* Records drawn from a dataset:
%%

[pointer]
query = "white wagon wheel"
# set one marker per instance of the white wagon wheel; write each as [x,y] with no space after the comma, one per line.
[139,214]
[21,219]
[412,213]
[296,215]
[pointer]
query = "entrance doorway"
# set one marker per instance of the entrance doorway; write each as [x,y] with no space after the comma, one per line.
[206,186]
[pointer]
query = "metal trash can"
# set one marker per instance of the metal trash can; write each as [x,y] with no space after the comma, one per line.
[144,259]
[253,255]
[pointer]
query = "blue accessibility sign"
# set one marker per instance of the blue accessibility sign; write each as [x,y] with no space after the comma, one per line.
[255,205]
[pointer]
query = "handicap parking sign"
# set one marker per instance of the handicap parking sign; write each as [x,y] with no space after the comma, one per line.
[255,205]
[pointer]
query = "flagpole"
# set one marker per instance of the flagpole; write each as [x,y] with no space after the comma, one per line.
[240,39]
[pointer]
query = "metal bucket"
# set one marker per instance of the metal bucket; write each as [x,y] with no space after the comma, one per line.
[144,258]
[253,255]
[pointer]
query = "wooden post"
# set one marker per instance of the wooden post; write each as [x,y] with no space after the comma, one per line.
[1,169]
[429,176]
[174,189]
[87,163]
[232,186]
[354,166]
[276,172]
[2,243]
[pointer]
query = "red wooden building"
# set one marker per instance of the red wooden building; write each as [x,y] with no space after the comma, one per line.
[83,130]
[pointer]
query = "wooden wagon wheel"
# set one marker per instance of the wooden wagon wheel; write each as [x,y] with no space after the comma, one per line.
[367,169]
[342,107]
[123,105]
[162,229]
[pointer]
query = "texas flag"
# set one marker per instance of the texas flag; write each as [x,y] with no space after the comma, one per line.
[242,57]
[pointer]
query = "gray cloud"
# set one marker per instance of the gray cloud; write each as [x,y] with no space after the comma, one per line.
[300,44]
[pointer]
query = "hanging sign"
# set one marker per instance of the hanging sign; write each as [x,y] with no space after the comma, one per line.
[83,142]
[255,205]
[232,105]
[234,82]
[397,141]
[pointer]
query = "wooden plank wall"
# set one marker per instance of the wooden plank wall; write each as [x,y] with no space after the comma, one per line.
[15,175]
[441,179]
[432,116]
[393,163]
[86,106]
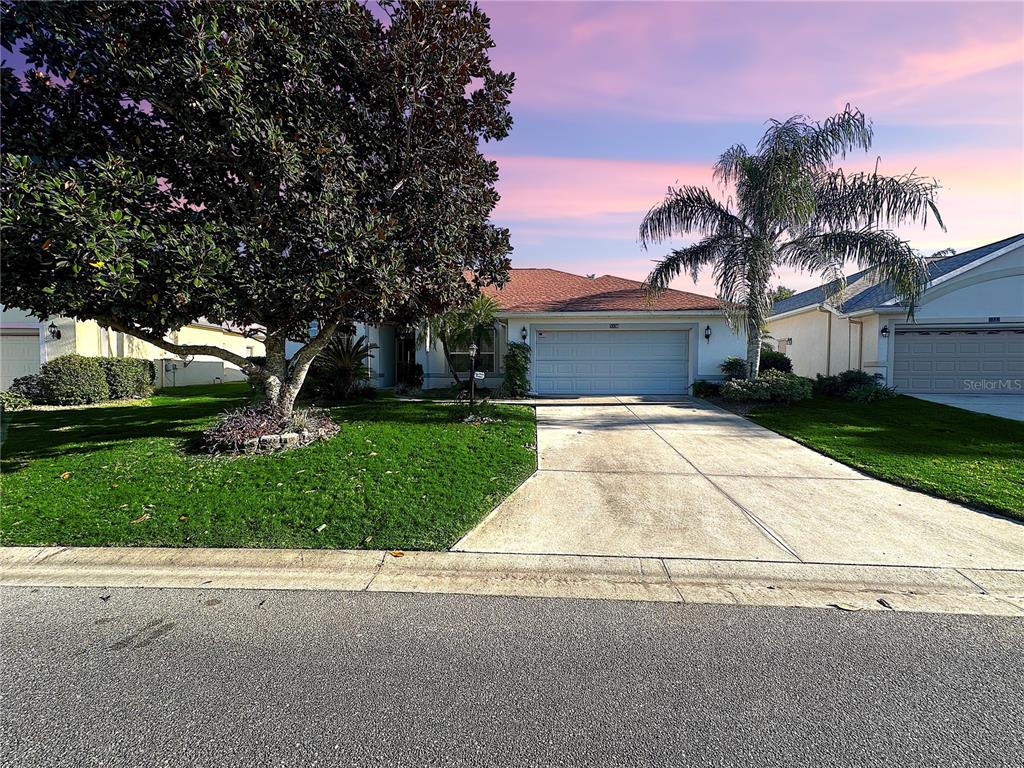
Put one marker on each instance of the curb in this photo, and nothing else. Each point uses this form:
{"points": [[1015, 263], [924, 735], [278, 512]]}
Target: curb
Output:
{"points": [[842, 587]]}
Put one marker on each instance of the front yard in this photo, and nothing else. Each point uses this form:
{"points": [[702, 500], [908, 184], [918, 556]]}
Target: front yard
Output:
{"points": [[965, 457], [399, 475]]}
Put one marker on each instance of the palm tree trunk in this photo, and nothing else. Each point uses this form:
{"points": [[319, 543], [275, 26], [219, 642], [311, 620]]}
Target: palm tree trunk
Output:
{"points": [[753, 350]]}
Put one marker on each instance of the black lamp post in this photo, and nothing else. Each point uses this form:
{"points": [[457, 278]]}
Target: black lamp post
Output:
{"points": [[472, 374]]}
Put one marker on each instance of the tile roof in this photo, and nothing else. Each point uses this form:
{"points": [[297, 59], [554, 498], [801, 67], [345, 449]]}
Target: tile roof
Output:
{"points": [[539, 290], [863, 291]]}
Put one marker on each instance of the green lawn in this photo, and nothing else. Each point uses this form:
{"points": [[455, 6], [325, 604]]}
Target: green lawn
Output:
{"points": [[970, 458], [399, 475]]}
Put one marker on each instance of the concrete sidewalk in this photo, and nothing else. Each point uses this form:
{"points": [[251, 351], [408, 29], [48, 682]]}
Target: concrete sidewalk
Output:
{"points": [[665, 580]]}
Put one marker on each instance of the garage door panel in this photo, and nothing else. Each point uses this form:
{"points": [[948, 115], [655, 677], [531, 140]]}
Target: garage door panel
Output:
{"points": [[957, 360], [612, 361]]}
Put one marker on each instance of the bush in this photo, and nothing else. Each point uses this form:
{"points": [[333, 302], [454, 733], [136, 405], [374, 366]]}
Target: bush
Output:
{"points": [[516, 383], [707, 388], [772, 386], [859, 386], [31, 387], [127, 377], [12, 401], [74, 380], [733, 368], [772, 360], [235, 431]]}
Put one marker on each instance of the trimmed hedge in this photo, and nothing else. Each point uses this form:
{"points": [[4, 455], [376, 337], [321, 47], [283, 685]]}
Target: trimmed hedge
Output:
{"points": [[127, 377], [74, 380]]}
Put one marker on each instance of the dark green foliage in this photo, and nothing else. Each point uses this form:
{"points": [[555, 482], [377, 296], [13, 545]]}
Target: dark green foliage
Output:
{"points": [[342, 371], [856, 385], [773, 360], [74, 380], [13, 401], [516, 383], [272, 164], [127, 377], [704, 388], [31, 387], [772, 386], [733, 368]]}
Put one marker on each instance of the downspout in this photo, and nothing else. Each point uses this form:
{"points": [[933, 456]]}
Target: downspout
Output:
{"points": [[827, 341], [860, 342]]}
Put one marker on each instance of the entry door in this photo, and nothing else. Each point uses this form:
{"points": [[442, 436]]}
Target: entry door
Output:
{"points": [[611, 361]]}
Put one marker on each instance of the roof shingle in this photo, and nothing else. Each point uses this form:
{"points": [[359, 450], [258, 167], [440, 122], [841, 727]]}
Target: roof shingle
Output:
{"points": [[540, 290]]}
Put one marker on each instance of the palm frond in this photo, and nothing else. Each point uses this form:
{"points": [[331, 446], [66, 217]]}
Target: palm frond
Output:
{"points": [[862, 200], [688, 209]]}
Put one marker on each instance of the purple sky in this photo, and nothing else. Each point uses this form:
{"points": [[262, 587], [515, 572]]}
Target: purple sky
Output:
{"points": [[616, 100]]}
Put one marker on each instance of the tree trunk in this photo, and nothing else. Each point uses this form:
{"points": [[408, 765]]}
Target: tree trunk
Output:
{"points": [[753, 350]]}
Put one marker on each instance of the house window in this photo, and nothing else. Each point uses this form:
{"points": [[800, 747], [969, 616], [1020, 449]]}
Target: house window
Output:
{"points": [[484, 354]]}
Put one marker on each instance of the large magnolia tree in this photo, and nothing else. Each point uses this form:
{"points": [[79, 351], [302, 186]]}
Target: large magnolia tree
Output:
{"points": [[270, 165], [790, 206]]}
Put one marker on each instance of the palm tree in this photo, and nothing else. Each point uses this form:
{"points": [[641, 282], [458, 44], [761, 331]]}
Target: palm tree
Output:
{"points": [[791, 206], [460, 327]]}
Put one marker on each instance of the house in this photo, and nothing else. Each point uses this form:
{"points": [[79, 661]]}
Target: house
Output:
{"points": [[26, 344], [588, 336], [967, 335]]}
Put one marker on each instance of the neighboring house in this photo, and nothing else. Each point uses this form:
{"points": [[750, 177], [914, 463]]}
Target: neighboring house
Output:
{"points": [[588, 336], [967, 334], [26, 344]]}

%%

Return every line of the preceding records in which the word "front" appears.

* EXERCISE OUTPUT:
Put one marker on each instance of the front yard in this photo, and nothing else. Each point uses this form:
Target: front yard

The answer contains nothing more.